Supplied information start

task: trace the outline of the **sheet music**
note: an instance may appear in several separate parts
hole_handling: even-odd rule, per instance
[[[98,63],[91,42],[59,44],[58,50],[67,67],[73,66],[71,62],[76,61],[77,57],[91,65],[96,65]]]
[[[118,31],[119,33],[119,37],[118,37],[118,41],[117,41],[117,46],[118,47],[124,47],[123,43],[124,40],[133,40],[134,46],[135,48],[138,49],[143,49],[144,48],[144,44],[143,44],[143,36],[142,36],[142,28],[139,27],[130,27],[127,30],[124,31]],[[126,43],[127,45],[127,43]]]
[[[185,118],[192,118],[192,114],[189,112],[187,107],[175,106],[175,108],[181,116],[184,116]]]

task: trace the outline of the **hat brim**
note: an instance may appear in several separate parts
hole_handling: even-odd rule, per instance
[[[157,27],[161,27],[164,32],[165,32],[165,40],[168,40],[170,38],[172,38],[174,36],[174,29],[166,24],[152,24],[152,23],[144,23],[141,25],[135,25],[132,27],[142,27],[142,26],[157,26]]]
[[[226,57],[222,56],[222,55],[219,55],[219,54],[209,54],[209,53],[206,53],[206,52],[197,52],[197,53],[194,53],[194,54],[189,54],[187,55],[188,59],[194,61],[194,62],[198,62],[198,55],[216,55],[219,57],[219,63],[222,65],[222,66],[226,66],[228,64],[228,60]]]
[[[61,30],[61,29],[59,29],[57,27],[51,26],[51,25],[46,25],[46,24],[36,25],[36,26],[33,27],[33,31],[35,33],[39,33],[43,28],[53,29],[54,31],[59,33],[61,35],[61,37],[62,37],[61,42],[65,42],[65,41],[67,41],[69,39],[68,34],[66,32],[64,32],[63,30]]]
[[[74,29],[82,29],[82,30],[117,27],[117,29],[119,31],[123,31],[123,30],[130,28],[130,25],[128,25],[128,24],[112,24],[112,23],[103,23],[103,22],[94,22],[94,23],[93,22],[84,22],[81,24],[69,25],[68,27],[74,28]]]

Supplied information end

*Requirements*
Reproduce every line of the records above verbatim, from the first line to the last.

*Written answer*
task: trace the outline of the **sheet music**
note: an instance may appear in several separate parts
hole_handling: even-odd rule, per instance
[[[98,63],[91,42],[59,44],[58,50],[67,67],[73,66],[71,62],[76,61],[77,57],[91,65],[96,65]]]
[[[118,31],[119,33],[119,37],[118,37],[118,41],[117,41],[117,46],[118,47],[124,47],[123,43],[124,40],[133,40],[134,46],[135,48],[138,49],[143,49],[144,48],[144,44],[143,44],[143,36],[142,36],[142,28],[139,27],[130,27],[127,30],[124,31]],[[126,43],[127,45],[127,43]]]
[[[185,118],[192,118],[192,114],[189,112],[187,107],[175,106],[175,108],[181,116],[184,116]]]

task: trace the outline of the **hat brim**
note: an instance may appear in several separate parts
hole_handling: even-odd rule, per instance
[[[157,27],[161,27],[164,32],[165,32],[165,40],[168,40],[170,38],[172,38],[174,36],[174,29],[166,24],[152,24],[152,23],[144,23],[141,25],[135,25],[132,27],[142,27],[142,26],[157,26]]]
[[[226,57],[222,56],[222,55],[219,55],[219,54],[209,54],[209,53],[206,53],[206,52],[197,52],[197,53],[194,53],[194,54],[189,54],[187,55],[188,59],[194,61],[194,62],[198,62],[198,55],[216,55],[219,57],[219,63],[222,65],[222,66],[226,66],[228,64],[228,60]]]
[[[61,30],[61,29],[59,29],[57,27],[51,26],[51,25],[46,25],[46,24],[36,25],[36,26],[33,27],[33,31],[35,33],[39,33],[43,28],[53,29],[54,31],[59,33],[61,35],[61,37],[62,37],[61,42],[65,42],[65,41],[67,41],[69,39],[68,34],[66,32],[64,32],[63,30]]]
[[[74,29],[82,29],[82,30],[117,27],[117,29],[119,31],[123,31],[123,30],[130,28],[130,25],[128,25],[128,24],[112,24],[112,23],[103,23],[103,22],[94,22],[94,23],[93,22],[84,22],[81,24],[69,25],[68,27],[74,28]]]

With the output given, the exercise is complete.